- Instructions to follow
Can you update the records from the line with "Where can you spot the street sign?" up to and including the line with "Where can you spot the windshield?", replacing "Show me" with "Mark it" and leaving everything else unchanged? Return only those lines, without the pictures.

- Location annotation dataset excerpts
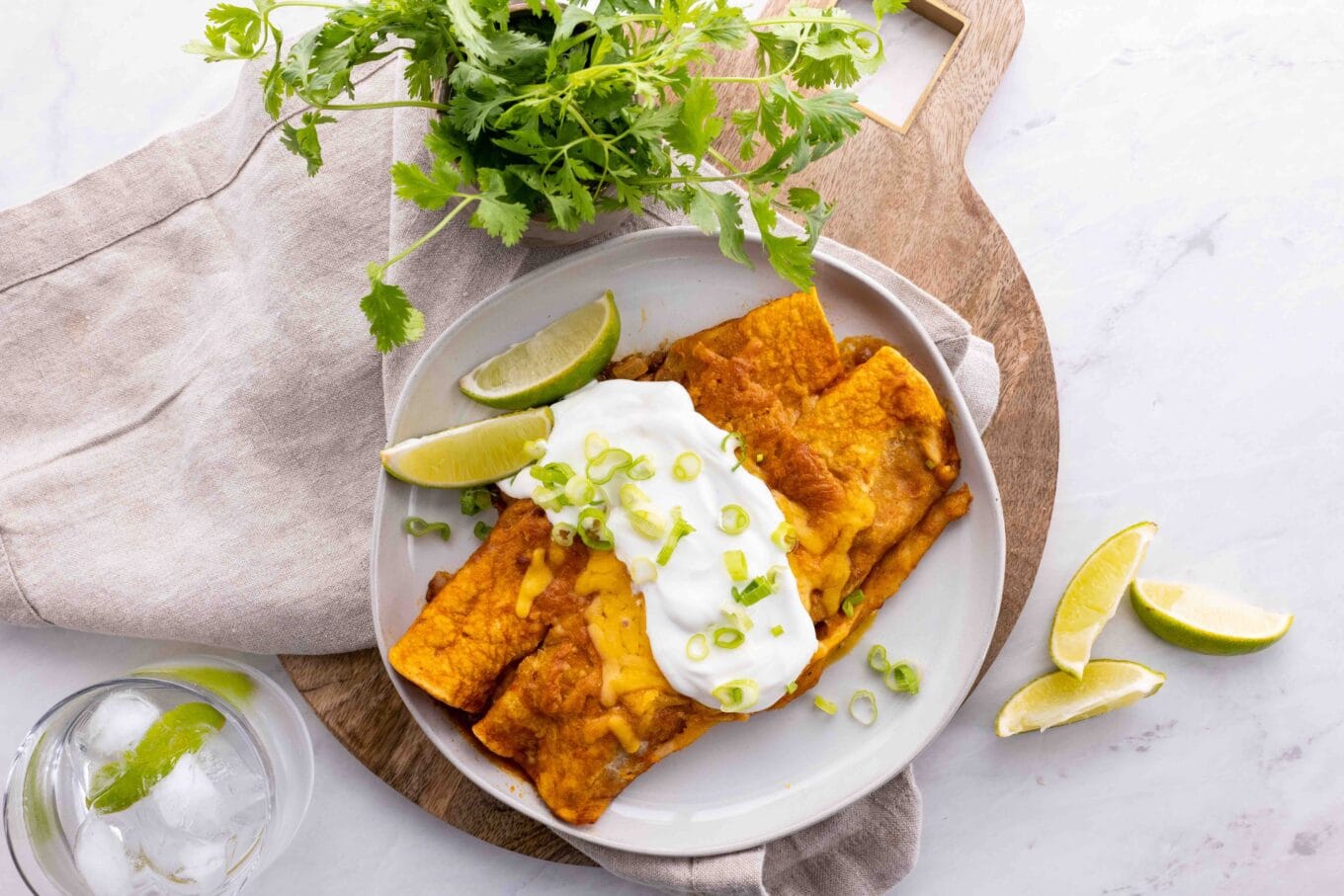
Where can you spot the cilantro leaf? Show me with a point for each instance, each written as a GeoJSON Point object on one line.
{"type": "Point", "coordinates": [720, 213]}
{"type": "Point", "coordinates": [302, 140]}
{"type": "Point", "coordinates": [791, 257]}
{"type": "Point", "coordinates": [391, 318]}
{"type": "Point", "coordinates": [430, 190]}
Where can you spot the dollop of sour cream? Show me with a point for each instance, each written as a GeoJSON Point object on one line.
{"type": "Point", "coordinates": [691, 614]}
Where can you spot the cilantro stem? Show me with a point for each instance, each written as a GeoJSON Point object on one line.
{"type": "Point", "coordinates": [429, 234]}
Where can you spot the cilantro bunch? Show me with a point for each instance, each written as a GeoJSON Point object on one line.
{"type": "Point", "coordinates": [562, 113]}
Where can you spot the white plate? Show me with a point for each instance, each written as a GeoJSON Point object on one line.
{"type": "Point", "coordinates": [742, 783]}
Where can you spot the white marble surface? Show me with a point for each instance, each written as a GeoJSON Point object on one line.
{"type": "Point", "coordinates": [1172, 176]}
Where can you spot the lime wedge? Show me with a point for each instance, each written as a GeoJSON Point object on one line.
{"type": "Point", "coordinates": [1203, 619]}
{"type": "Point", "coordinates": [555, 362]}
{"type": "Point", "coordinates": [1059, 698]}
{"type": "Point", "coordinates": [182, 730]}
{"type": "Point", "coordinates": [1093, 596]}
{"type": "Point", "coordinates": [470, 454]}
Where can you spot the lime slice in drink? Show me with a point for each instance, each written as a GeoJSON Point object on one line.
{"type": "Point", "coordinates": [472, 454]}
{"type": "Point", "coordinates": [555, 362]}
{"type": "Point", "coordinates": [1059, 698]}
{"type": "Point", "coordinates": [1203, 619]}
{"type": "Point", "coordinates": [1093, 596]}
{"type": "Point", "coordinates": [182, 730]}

...

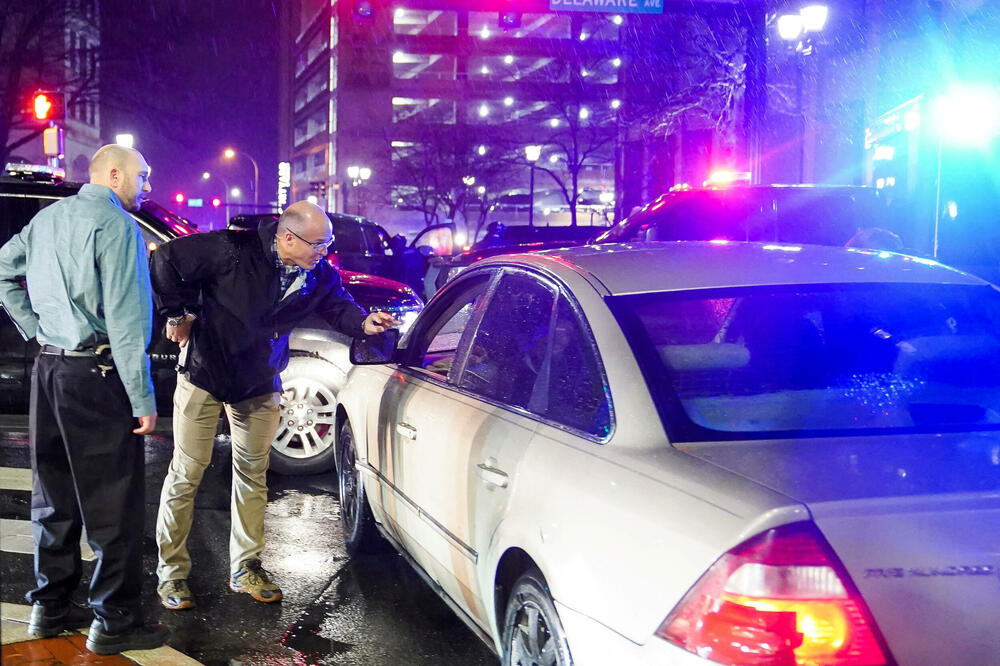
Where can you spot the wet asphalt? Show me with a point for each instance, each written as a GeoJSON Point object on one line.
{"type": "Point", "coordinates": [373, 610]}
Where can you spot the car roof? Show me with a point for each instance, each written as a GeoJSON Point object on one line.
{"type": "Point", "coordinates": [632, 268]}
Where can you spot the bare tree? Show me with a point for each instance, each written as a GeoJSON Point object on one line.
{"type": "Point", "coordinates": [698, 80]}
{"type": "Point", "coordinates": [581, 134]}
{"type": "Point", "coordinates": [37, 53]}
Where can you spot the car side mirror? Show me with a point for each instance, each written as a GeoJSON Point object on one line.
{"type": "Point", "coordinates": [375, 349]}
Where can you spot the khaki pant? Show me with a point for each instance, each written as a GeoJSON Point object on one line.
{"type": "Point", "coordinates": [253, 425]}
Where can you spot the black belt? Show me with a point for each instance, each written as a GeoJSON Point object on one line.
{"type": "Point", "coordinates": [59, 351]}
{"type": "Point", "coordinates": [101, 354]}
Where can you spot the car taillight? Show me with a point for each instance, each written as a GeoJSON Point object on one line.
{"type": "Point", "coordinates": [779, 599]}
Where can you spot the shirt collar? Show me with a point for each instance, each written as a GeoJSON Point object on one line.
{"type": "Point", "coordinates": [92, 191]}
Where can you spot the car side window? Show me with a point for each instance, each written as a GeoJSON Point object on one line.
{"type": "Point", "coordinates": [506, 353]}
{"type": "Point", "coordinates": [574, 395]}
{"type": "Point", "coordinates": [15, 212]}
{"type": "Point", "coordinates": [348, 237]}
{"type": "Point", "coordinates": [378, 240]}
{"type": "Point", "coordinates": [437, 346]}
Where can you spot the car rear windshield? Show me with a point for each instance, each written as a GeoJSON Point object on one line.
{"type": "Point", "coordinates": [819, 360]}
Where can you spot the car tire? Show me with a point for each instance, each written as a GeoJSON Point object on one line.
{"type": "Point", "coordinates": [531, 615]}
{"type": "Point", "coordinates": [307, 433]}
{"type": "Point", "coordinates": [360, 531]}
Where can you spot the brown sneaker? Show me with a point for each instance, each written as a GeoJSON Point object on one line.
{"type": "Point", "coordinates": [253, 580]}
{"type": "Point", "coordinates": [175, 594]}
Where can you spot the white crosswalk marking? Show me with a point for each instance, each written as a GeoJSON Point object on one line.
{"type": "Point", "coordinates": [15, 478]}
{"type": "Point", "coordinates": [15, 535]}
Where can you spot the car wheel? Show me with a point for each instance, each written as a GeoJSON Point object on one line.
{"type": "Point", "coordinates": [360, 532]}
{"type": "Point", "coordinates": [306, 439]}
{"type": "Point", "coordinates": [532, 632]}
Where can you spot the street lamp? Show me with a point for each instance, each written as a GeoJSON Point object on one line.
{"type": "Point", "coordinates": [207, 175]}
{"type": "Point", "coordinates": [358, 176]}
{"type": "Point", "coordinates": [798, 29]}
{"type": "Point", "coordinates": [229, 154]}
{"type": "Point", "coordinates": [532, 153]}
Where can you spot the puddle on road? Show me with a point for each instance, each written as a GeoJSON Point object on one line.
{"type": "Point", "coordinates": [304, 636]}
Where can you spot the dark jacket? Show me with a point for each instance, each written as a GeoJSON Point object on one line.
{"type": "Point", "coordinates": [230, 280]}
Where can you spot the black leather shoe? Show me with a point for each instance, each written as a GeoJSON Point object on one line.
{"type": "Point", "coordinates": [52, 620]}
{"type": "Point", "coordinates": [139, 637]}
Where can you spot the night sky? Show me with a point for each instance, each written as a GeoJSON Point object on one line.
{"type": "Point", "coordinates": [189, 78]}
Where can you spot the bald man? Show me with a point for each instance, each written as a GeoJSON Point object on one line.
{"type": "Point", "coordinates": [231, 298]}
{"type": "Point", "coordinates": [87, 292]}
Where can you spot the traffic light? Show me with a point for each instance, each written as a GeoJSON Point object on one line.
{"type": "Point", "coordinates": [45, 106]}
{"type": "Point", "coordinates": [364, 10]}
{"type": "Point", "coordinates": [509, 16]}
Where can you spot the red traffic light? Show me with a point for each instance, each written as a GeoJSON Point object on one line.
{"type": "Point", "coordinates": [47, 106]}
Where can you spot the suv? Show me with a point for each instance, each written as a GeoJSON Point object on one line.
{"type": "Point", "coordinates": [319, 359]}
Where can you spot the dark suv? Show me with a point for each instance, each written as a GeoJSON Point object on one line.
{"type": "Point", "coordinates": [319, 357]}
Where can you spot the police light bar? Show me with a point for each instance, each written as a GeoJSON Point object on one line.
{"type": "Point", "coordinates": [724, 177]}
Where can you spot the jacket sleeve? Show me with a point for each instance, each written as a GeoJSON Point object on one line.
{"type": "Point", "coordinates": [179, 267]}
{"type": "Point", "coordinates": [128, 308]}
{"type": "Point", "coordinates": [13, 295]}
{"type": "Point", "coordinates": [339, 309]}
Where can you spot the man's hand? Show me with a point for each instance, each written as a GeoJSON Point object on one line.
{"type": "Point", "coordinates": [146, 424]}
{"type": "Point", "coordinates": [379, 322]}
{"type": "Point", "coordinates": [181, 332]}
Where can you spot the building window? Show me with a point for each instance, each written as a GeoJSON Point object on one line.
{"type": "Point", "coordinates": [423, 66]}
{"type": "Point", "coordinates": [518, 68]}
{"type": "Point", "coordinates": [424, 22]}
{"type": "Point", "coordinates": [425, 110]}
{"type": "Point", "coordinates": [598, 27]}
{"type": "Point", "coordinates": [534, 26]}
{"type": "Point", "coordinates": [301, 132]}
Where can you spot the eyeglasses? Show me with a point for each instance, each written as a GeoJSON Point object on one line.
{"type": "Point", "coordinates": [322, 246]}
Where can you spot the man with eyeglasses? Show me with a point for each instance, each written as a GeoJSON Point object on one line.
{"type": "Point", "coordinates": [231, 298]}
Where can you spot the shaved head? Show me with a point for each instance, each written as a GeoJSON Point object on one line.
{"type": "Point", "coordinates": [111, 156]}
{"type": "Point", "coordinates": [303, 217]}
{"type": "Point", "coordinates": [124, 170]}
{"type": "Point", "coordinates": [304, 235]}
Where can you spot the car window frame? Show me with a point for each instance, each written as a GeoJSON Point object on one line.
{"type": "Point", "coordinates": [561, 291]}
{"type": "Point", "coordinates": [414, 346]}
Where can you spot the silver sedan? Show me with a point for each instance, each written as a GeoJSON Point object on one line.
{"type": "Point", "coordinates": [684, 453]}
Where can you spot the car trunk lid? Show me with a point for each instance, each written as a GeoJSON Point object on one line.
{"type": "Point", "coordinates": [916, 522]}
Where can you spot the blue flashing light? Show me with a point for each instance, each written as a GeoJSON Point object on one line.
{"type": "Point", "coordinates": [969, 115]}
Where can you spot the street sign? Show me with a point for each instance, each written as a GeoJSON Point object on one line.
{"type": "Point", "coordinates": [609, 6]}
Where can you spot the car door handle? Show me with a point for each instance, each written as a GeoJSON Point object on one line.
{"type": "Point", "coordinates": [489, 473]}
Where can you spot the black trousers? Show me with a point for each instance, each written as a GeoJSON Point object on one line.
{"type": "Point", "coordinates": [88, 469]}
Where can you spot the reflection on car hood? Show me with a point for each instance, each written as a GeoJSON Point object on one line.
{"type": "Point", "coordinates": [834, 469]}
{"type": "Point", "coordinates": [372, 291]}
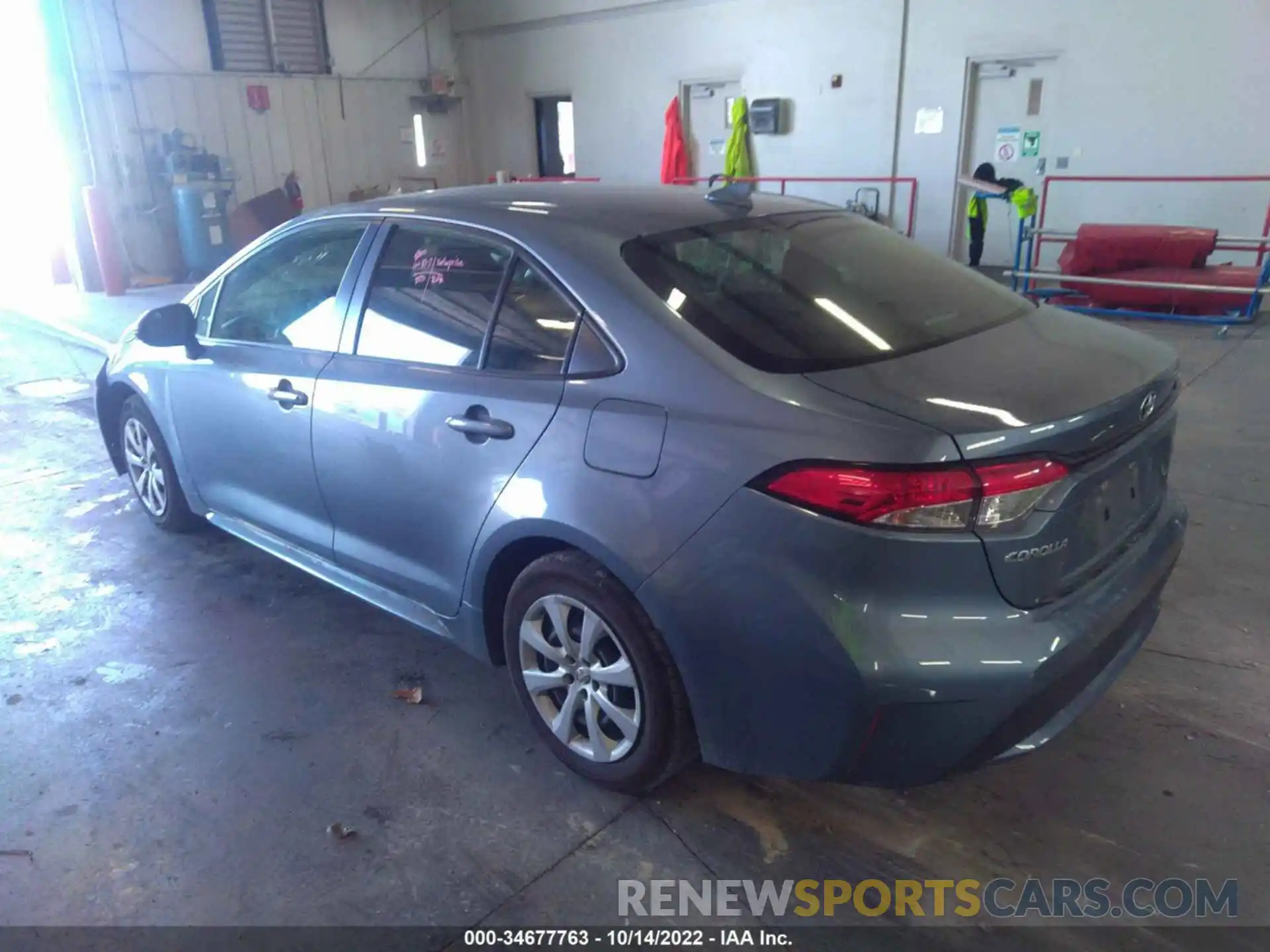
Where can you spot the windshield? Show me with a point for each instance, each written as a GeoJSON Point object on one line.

- Answer for this exercise
Where can you spot the street sign? Mark it with a point for each instance, each written as a GeoJSON Point object on one line.
{"type": "Point", "coordinates": [609, 6]}
Where can you spot the car door handle? Mark it with a point for each instance, each written as a GeoJSON Point object on one line.
{"type": "Point", "coordinates": [489, 473]}
Where can you spot the black trousers? Mark it with a point for each instance, each written as a GeoJSON Point object on one line.
{"type": "Point", "coordinates": [88, 469]}
Where can you spot the reflection on car hood? Mark it with a point for each instance, each written as a GeoJSON Point object on one line.
{"type": "Point", "coordinates": [834, 469]}
{"type": "Point", "coordinates": [372, 291]}
Where can you spot the windshield? Mark it with a point for each instance, each written as a GeoJSON Point object on one line.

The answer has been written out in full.